Using the entries below, return word for word the lines from the one containing "Where can you find the yellow fabric" up to and including the last.

_RECORDS SHOWN_.
%%
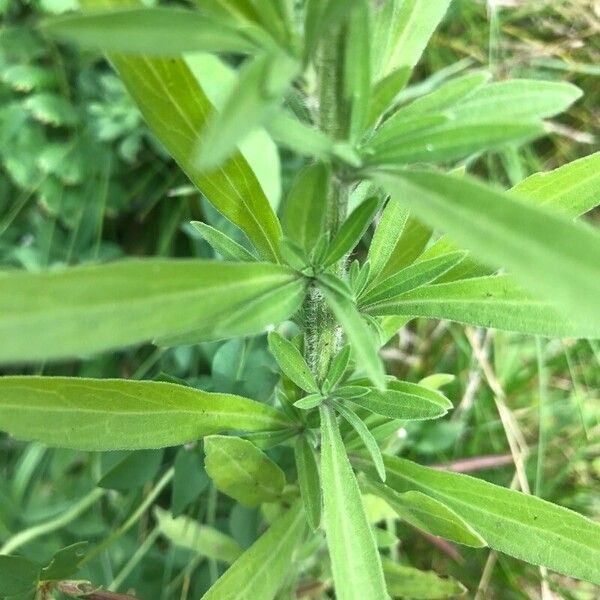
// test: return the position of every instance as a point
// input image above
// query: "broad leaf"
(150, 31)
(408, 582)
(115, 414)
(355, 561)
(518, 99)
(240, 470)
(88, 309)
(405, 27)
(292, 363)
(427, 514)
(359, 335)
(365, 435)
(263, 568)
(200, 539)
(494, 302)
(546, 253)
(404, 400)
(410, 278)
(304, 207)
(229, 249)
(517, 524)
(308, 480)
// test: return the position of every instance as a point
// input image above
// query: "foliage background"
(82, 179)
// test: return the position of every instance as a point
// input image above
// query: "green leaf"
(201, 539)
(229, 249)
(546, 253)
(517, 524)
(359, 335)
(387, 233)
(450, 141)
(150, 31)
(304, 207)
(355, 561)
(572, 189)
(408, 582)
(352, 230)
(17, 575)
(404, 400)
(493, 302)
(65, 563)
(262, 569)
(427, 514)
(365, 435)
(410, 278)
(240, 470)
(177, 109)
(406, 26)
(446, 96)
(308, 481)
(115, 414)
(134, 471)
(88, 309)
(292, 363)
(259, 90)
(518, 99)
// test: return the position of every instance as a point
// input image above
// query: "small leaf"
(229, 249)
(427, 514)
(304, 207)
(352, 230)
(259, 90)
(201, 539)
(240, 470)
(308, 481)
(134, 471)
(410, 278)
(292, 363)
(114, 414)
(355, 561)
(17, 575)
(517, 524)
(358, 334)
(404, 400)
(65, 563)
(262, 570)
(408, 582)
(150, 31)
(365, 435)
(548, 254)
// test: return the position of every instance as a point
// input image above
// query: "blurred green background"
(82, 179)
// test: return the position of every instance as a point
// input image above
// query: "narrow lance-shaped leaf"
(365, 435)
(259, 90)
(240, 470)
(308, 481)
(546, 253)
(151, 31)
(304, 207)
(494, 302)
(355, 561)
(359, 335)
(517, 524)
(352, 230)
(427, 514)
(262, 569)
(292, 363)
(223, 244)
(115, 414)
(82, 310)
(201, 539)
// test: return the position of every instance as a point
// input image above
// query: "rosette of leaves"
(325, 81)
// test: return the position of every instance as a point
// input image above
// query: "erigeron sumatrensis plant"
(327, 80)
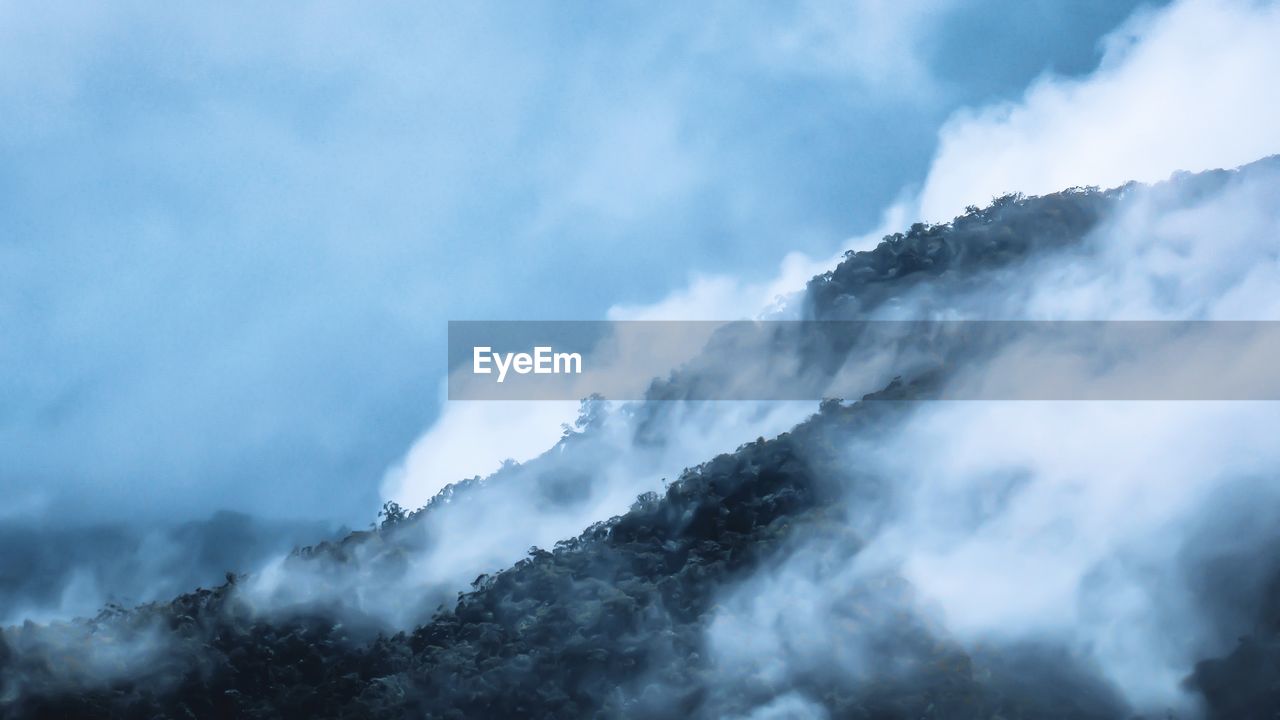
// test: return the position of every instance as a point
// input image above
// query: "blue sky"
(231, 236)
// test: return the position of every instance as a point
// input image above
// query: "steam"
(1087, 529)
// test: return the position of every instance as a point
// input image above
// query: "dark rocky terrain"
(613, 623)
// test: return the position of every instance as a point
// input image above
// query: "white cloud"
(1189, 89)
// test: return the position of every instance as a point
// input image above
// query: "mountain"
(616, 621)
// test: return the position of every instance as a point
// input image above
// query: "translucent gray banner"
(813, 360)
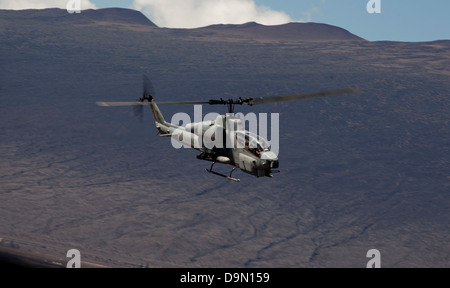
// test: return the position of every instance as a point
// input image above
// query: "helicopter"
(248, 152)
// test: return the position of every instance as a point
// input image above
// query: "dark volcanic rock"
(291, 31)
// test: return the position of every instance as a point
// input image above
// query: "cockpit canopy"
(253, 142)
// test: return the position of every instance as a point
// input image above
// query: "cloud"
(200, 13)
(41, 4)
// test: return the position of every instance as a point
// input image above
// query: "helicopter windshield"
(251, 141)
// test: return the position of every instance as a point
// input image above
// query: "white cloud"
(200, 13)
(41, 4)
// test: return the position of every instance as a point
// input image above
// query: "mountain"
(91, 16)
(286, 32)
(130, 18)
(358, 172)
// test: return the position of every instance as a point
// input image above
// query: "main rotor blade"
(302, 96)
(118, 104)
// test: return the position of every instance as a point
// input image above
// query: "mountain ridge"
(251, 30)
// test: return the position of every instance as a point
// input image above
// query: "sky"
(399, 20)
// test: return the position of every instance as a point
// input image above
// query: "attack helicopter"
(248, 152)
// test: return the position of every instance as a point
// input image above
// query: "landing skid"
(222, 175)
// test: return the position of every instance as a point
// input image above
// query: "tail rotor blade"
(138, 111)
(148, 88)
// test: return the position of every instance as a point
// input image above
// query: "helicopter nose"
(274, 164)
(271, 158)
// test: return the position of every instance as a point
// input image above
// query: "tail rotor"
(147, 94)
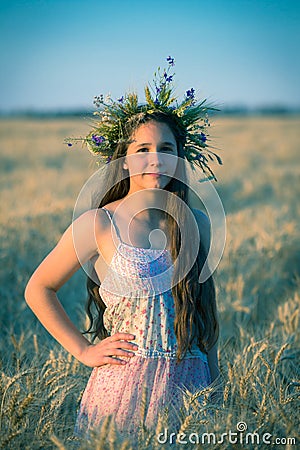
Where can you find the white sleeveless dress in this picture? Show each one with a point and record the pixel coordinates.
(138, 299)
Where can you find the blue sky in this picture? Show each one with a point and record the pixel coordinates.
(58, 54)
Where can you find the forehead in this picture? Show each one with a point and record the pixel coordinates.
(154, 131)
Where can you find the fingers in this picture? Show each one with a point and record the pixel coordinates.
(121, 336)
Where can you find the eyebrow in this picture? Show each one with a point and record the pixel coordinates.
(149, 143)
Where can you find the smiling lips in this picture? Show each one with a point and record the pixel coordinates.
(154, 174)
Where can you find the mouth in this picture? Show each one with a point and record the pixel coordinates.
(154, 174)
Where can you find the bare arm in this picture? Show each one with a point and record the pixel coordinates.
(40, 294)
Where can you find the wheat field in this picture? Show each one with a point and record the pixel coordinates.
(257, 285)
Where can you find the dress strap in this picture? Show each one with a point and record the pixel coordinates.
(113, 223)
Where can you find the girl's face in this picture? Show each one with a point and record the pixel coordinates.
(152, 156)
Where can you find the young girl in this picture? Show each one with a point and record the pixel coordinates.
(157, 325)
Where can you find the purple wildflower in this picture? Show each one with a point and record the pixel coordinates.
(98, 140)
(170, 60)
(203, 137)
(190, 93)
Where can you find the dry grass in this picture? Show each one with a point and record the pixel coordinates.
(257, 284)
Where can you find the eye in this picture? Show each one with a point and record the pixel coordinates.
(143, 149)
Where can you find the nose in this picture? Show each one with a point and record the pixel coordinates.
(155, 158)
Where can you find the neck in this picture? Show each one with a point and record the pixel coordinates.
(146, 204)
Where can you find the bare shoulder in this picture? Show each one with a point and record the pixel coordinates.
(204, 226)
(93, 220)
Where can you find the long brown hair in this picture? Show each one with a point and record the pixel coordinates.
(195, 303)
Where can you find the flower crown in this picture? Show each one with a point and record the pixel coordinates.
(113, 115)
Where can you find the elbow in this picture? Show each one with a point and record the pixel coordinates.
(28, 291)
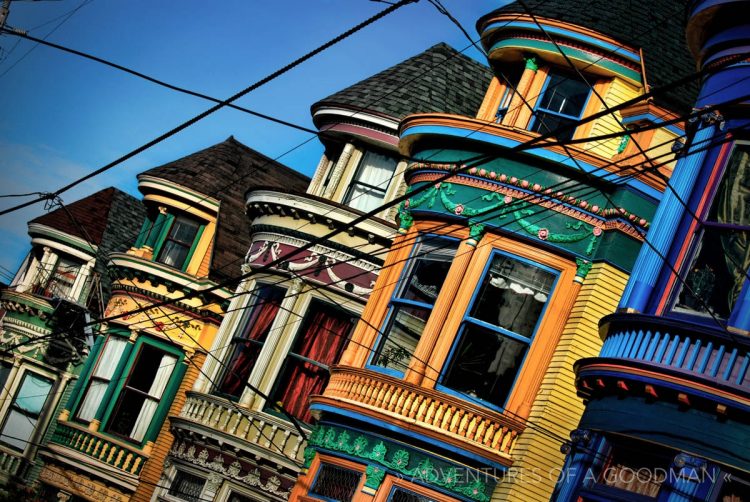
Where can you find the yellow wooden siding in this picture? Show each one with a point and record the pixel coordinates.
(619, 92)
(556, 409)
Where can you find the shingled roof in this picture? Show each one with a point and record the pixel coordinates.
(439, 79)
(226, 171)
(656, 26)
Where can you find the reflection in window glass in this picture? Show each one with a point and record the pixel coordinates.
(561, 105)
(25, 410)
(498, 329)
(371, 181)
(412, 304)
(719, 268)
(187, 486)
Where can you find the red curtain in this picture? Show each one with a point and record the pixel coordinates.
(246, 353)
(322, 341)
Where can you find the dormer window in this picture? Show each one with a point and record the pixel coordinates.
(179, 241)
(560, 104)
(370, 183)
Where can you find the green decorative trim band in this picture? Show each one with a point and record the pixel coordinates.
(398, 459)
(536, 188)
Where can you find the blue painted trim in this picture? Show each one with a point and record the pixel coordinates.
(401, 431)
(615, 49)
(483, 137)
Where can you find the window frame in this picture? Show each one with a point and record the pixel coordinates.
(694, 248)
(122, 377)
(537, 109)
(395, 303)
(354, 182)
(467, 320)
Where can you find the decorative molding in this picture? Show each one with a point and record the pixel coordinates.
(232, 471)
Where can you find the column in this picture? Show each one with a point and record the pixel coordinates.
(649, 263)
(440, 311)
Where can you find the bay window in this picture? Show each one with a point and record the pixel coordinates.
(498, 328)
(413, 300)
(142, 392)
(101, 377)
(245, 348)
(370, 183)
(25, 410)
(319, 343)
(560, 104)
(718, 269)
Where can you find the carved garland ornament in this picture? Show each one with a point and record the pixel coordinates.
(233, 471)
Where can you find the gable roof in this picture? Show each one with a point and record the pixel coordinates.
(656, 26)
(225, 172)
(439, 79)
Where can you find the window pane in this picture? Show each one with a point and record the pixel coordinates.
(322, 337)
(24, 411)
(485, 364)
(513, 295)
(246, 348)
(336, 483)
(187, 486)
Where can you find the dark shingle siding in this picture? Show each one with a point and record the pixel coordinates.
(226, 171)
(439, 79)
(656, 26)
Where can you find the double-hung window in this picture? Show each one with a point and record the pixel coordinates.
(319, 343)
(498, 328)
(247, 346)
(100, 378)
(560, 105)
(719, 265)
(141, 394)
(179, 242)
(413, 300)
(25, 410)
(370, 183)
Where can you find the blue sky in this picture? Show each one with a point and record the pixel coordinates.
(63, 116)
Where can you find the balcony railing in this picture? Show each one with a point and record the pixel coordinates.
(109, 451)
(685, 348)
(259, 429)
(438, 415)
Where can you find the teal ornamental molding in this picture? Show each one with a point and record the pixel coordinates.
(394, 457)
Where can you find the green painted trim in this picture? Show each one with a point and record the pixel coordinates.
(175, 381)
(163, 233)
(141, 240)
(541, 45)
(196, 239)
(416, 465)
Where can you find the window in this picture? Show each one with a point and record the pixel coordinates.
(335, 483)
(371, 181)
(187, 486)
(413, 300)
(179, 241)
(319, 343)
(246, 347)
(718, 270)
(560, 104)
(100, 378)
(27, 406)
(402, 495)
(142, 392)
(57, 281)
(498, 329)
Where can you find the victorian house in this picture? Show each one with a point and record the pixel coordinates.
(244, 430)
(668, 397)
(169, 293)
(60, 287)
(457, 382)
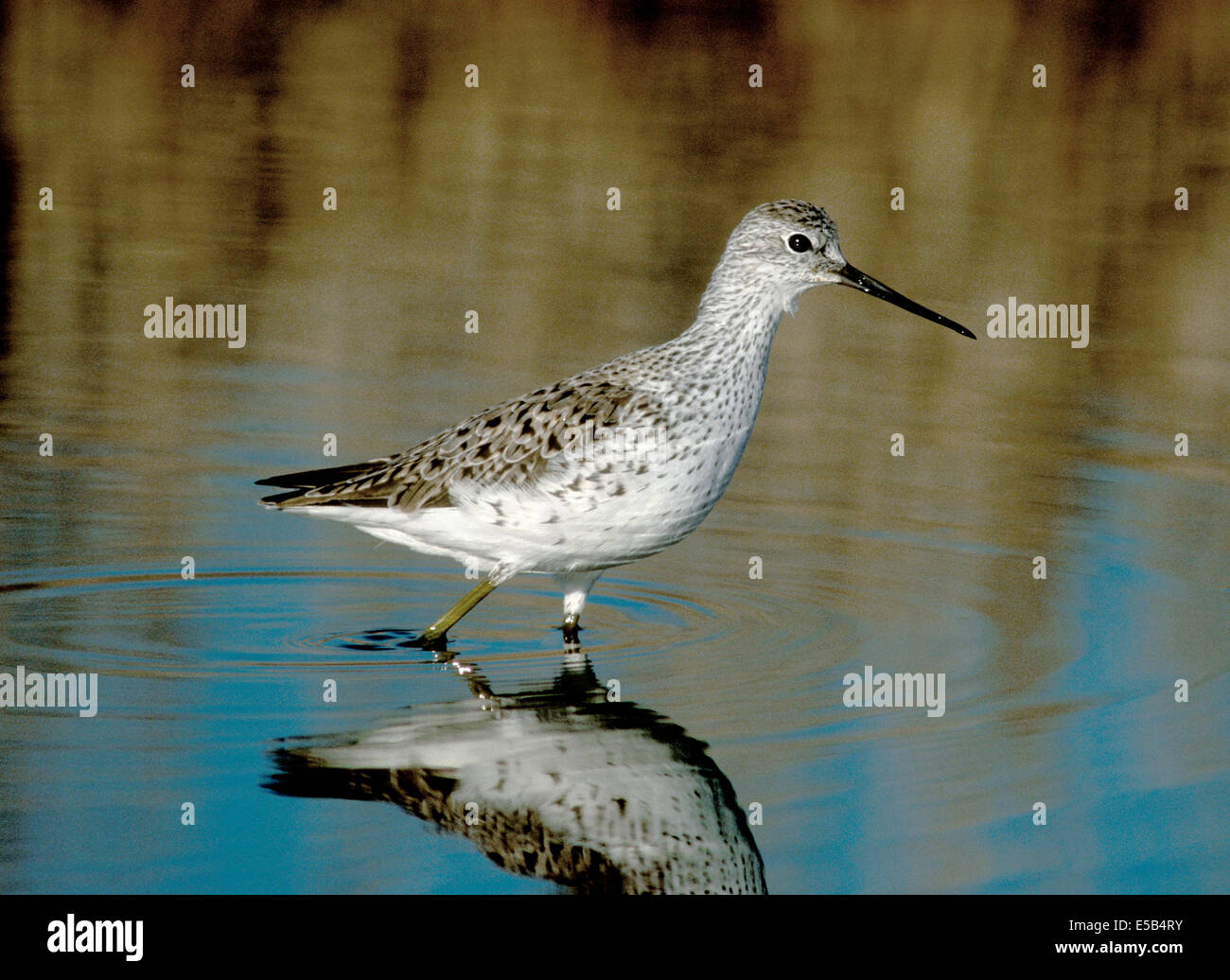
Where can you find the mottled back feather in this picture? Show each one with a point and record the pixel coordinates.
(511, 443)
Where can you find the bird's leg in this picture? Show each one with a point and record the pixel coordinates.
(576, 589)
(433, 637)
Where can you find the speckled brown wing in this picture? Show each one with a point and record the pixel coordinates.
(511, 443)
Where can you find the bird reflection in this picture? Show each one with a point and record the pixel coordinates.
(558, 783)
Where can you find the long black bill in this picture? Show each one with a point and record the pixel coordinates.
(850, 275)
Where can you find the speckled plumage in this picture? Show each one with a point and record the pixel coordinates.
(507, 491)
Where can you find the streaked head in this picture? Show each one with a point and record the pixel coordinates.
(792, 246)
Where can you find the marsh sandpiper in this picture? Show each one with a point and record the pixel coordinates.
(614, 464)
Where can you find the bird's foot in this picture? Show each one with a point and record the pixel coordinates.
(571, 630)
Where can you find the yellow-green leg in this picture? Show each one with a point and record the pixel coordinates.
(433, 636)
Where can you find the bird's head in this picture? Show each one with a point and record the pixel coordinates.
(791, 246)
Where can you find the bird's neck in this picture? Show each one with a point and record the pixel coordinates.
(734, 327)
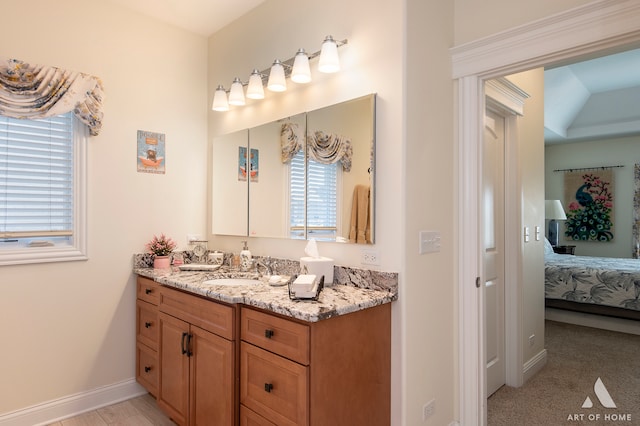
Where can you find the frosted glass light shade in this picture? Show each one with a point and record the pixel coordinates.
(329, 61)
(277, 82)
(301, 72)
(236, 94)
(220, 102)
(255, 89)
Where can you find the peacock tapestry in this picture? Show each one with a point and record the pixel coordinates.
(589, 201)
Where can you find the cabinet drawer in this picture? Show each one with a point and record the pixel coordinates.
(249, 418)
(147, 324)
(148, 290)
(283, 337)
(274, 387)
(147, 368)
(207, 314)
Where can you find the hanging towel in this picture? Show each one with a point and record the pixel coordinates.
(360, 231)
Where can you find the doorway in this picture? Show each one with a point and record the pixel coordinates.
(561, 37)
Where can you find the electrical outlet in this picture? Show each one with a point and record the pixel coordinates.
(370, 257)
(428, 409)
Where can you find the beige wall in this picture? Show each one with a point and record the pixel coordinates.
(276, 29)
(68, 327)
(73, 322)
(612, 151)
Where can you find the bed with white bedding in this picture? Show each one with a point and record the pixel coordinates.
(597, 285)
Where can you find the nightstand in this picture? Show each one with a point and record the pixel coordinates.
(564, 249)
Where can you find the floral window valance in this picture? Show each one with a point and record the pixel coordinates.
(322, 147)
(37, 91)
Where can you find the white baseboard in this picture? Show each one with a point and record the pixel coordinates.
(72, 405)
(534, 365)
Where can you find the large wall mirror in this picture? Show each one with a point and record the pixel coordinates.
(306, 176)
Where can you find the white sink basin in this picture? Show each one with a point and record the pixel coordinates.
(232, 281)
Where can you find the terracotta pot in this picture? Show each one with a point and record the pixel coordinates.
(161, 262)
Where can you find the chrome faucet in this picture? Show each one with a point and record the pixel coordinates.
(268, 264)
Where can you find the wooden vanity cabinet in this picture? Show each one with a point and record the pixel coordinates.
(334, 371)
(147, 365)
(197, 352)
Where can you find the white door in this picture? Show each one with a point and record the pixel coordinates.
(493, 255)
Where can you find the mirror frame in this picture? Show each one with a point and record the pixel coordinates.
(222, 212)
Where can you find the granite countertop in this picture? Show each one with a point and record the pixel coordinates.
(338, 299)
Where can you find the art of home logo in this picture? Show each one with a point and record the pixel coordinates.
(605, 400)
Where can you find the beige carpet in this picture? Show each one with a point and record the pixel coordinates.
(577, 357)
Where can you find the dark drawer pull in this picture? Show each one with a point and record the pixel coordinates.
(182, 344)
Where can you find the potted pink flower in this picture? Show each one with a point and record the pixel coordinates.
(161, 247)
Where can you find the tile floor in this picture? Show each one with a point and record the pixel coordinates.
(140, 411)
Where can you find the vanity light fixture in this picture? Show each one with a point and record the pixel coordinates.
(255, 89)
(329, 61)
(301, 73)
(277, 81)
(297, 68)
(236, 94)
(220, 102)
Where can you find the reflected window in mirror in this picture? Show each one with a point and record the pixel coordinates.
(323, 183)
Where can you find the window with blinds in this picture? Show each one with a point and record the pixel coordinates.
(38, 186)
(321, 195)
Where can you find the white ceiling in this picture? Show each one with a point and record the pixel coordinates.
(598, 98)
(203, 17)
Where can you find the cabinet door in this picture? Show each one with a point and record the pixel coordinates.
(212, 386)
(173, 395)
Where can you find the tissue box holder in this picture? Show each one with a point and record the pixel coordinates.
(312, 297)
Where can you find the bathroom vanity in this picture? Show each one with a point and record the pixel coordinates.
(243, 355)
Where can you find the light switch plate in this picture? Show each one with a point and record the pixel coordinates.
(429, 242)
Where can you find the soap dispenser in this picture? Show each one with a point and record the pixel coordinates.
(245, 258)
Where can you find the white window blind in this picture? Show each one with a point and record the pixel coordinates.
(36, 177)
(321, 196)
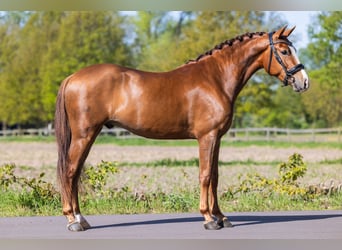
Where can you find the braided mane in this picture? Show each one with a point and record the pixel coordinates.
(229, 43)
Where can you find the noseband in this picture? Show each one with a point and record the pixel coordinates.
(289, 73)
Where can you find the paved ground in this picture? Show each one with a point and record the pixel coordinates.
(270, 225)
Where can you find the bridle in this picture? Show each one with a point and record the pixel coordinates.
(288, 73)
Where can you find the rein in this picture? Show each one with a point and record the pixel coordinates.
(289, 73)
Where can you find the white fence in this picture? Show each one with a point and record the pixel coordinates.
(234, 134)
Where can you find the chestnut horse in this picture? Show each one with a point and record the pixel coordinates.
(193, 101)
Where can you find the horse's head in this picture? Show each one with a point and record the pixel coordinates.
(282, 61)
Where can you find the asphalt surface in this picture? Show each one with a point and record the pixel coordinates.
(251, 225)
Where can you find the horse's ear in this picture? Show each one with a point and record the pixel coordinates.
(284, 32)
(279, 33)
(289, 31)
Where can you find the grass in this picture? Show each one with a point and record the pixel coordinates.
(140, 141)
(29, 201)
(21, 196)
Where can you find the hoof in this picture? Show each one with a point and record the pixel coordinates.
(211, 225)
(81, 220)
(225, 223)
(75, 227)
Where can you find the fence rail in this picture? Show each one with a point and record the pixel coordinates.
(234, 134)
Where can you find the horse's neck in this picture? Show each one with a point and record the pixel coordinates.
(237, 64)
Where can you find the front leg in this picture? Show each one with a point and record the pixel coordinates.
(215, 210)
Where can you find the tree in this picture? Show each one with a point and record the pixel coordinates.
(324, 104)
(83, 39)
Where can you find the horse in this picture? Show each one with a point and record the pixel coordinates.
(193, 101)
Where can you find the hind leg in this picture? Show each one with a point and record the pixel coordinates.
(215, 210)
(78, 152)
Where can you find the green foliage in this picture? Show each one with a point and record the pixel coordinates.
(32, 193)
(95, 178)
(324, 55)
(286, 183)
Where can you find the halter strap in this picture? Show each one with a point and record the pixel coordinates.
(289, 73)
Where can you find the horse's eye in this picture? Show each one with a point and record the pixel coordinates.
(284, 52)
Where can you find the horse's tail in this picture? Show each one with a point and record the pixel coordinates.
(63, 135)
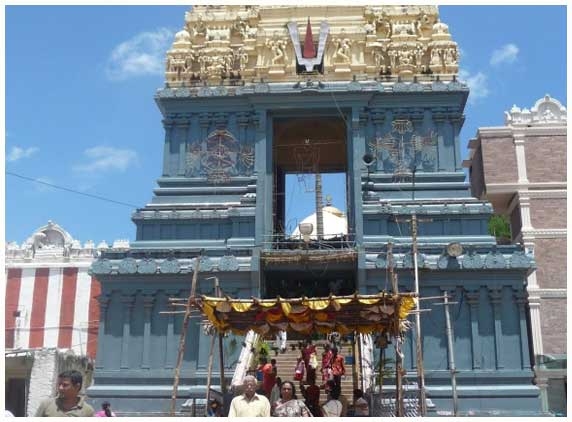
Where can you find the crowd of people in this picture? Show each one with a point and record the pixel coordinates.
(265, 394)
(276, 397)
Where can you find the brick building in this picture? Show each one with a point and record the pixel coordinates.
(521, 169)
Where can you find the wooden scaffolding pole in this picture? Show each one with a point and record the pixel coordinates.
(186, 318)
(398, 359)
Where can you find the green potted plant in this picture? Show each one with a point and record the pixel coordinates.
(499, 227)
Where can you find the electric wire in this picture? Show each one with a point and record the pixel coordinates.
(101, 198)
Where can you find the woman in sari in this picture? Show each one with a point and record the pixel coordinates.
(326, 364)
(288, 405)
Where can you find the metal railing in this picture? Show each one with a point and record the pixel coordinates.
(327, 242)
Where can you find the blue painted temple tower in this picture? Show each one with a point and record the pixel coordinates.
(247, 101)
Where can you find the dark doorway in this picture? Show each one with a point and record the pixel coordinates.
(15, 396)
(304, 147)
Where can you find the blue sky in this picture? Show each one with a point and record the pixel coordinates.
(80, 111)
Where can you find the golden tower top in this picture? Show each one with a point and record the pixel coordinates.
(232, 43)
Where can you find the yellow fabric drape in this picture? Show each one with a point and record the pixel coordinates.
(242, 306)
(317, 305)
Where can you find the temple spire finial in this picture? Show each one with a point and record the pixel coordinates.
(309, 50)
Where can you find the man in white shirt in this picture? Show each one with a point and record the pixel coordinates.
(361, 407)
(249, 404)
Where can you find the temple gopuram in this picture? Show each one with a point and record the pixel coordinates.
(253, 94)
%%
_RESPONSE TO THIS EXERCISE_.
Where can you find the yellow fabric drape in this picture? Show each one with a point and record the pixel coordinates.
(242, 306)
(317, 305)
Where can you find the temple spire finial in this picture? Show each one with a point and record the pixel coordinates.
(309, 50)
Where can you find the man in white shirt in this picture? Show each one with a point and record the pixel coordinates.
(361, 407)
(249, 404)
Where can you find the temple gopuram in this picture? Show each one with a point and record the pixel coordinates.
(253, 94)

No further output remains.